## STORED DATA
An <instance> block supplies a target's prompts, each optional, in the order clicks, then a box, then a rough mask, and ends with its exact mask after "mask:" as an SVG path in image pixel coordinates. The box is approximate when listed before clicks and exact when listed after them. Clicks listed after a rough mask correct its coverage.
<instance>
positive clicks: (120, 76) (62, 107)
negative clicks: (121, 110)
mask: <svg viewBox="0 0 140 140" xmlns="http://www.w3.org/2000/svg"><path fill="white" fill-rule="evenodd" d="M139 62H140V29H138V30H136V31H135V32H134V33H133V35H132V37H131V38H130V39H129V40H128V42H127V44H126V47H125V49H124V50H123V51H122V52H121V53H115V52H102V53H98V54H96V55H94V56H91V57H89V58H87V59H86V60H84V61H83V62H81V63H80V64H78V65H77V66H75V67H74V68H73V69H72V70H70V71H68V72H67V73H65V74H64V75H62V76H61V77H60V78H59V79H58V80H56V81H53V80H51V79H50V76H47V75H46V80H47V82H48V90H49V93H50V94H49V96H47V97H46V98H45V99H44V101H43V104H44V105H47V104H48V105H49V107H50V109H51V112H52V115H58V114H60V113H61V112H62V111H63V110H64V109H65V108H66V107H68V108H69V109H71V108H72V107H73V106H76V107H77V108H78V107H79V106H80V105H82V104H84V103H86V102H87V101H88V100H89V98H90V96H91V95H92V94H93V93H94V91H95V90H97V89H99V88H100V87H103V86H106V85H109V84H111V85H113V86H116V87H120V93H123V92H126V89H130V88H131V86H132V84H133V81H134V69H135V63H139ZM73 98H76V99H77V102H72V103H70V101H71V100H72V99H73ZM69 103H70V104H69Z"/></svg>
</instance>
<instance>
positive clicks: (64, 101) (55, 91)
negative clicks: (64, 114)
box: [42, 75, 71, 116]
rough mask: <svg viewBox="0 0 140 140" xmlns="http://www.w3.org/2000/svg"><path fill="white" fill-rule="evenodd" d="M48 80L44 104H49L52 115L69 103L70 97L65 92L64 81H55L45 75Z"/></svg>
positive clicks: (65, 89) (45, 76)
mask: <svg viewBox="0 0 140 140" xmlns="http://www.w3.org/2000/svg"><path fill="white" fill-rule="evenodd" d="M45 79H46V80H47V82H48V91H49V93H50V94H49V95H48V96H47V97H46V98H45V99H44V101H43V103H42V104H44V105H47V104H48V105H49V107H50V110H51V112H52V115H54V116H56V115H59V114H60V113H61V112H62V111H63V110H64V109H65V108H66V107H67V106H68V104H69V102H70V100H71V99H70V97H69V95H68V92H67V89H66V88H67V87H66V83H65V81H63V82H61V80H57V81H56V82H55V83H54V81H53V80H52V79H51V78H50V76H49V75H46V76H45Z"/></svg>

## TASK ITEM
Return the material verbatim from its first line up to and including the line with "negative clicks: (121, 110)".

## RESPONSE TO THE EXERCISE
An <instance> block supplies a target's prompts, each optional, in the order clicks, then a box, then a rough mask, and ends with its exact mask after "mask:" as an SVG path in image pixel coordinates. The box is approximate when listed before clicks and exact when listed after them. Clicks listed after a rough mask correct its coverage.
<instance>
positive clicks: (120, 76) (62, 107)
negative clicks: (121, 110)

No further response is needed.